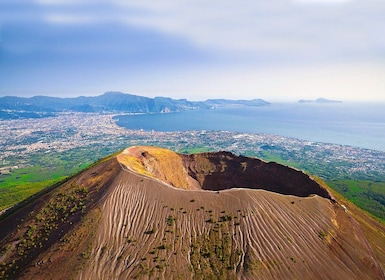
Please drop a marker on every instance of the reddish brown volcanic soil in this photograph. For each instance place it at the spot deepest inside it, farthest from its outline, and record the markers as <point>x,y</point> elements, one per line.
<point>149,213</point>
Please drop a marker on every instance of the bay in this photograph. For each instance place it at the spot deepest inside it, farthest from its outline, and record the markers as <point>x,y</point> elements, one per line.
<point>354,124</point>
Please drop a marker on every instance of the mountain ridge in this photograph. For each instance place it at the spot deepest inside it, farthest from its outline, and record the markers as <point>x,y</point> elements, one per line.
<point>41,106</point>
<point>143,213</point>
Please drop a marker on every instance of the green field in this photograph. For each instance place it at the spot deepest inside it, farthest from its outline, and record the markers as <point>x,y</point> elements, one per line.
<point>367,195</point>
<point>48,169</point>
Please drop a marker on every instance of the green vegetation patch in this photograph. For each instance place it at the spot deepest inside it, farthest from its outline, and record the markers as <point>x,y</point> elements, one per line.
<point>367,195</point>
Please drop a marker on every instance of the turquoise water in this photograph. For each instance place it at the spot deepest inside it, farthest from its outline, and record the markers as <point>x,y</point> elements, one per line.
<point>354,124</point>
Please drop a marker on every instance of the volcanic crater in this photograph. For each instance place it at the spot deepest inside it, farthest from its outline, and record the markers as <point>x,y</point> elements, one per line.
<point>151,213</point>
<point>216,171</point>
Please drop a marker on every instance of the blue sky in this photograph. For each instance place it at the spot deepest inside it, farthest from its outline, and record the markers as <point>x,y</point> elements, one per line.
<point>279,50</point>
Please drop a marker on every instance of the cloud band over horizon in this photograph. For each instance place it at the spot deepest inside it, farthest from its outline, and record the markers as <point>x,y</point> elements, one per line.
<point>277,50</point>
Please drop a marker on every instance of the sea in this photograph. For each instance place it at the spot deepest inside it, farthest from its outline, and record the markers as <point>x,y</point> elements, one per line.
<point>354,124</point>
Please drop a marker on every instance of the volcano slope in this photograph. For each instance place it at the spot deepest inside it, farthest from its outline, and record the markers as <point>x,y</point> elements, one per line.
<point>151,213</point>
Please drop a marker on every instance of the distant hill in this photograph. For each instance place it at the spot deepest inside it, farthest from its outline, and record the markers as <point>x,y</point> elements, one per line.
<point>319,100</point>
<point>12,107</point>
<point>150,213</point>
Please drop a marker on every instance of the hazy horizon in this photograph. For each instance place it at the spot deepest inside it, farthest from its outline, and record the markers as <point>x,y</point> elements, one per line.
<point>282,50</point>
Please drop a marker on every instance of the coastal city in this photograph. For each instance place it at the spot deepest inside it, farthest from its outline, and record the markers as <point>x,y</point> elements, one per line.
<point>98,136</point>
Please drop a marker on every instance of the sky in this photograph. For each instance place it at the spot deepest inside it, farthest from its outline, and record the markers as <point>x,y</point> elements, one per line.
<point>278,50</point>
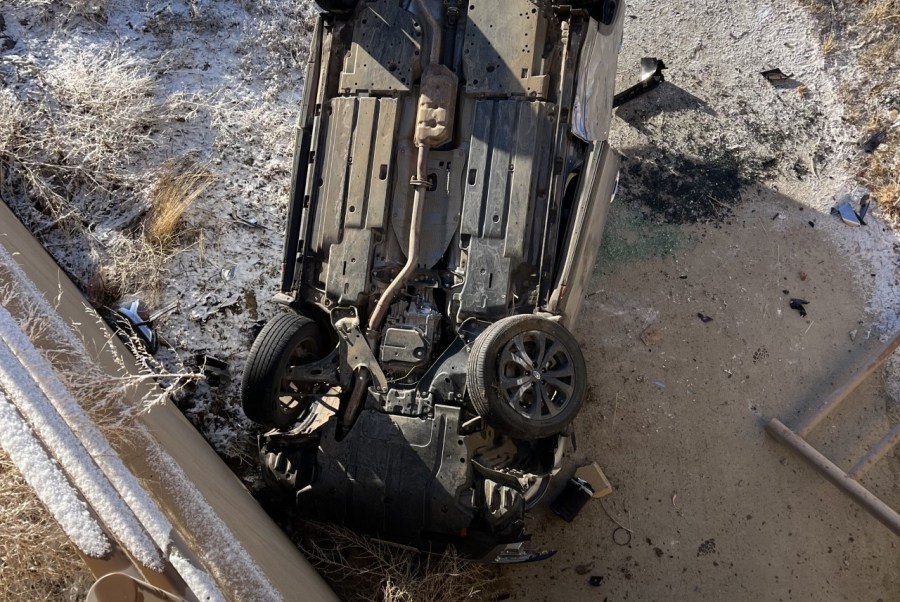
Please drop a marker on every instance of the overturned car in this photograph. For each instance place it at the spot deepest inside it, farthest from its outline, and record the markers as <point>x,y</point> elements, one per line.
<point>452,178</point>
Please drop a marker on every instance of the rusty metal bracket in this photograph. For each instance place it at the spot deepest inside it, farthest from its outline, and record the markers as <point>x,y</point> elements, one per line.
<point>847,482</point>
━━━━
TASK GOAL:
Copy every row above word for word, leaving out the pictures.

EXERCISE RESPONSE:
Please drop a marker on every instance of the reddish brown volcanic soil in this photograph. For each instance place it at the spot deepest inside it, farthest from its outline, and record the markers as <point>x,y</point> elements, one per line.
<point>149,213</point>
Please drop a marker on every instance of the bay in this photograph. For each instance place it at the spot deepest inside it, farthest from its outline, and record the markers as <point>x,y</point> elements, one per line.
<point>354,124</point>
Please drop a marker on every instance of the mountain ridge in this photograph. For each instance place it at the spot deepest inside it, farthest from its outline, and record the markers as <point>x,y</point> elements, one per line.
<point>41,106</point>
<point>143,213</point>
Please drop a marker on every instance of the green field in this photograph. For each instance place it at the spot deepest inside it, farthest from its outline, and record the markers as <point>x,y</point> elements, one per line.
<point>367,195</point>
<point>48,169</point>
Please drop a marker on every instance of the green vegetation patch in this photograph. For each instance place it at the spot deepest inside it, farthest from its outline, and record the markers as <point>x,y</point> elements, one per line.
<point>367,195</point>
Please drop a marker on every instance of the turquoise water in this photograph. For each instance place it at the spot deepest inside it, farthest from its outline, and record the markers as <point>x,y</point> elements, one per line.
<point>354,124</point>
Please drop a marker on every instance of the volcanic crater in this photograph. For each instance place it at the spot deepest inside it, farthest from its outline, and record the markers as <point>x,y</point> elements, one per line.
<point>151,213</point>
<point>216,171</point>
Please drop a marker on every instance of the blue sky in this photograph. For each instance place it at the spot deepest inside it, farthest from its outline, and record the markers as <point>x,y</point> elements, one per line.
<point>279,50</point>
Please drop a marker on every instance of the cloud band over horizon in this photograph. For each instance place it at the spot deepest inside it, farthest from its outline, and record the markers as <point>x,y</point> elements, one per line.
<point>277,50</point>
Please drop a marker on every instance of the sea in this photograph. For each instance place it at the spot deepest inside it, farthest from its outline, and record the markers as <point>x,y</point> elements, one per line.
<point>354,124</point>
Please drop a marker on every instance of the volcano slope in this photograph. For each instance place it at the spot deepest inside it, farthest from its outline, and record the markers as <point>x,y</point> elements, one per line.
<point>151,213</point>
Please drop a marker on every instance of the distant hill in this photograph. For each instance place it at the spot deepest inside it, farthest from its outline, and record the markers as <point>x,y</point> elements, one per line.
<point>319,100</point>
<point>12,107</point>
<point>150,213</point>
Please drop a marker on every instance of the hazy horizon in this photograph. For each instance place it at the spot deepest inside it, farthest from its outline, and record the markers as <point>x,y</point> elements, one per line.
<point>282,50</point>
Please drop a marker on every instance of the coastal city in this photograph. For each instance place it at the spot deepest inside it, farthest from its outline, and record the markers as <point>x,y</point> elements, one per line.
<point>98,136</point>
Please drop a marker on every instance of the sky in this photograph. For each instance place it at the spot deepest inside it, farthest from its outline, and record the markers as <point>x,y</point> elements, one per line.
<point>278,50</point>
Please drop a marker on every instance of the overturned car in this photograph. For each instance place it at the spot deepest inside it, farthest from its outline, and record the markers as <point>x,y</point> elements, one per line.
<point>452,178</point>
Please drop a marker on every instance of the rusty metal bracket in this photograph. For each instance place it at the spot deepest inside it, farthest from its outline, and record the markers as <point>x,y</point> elements, one per line.
<point>847,482</point>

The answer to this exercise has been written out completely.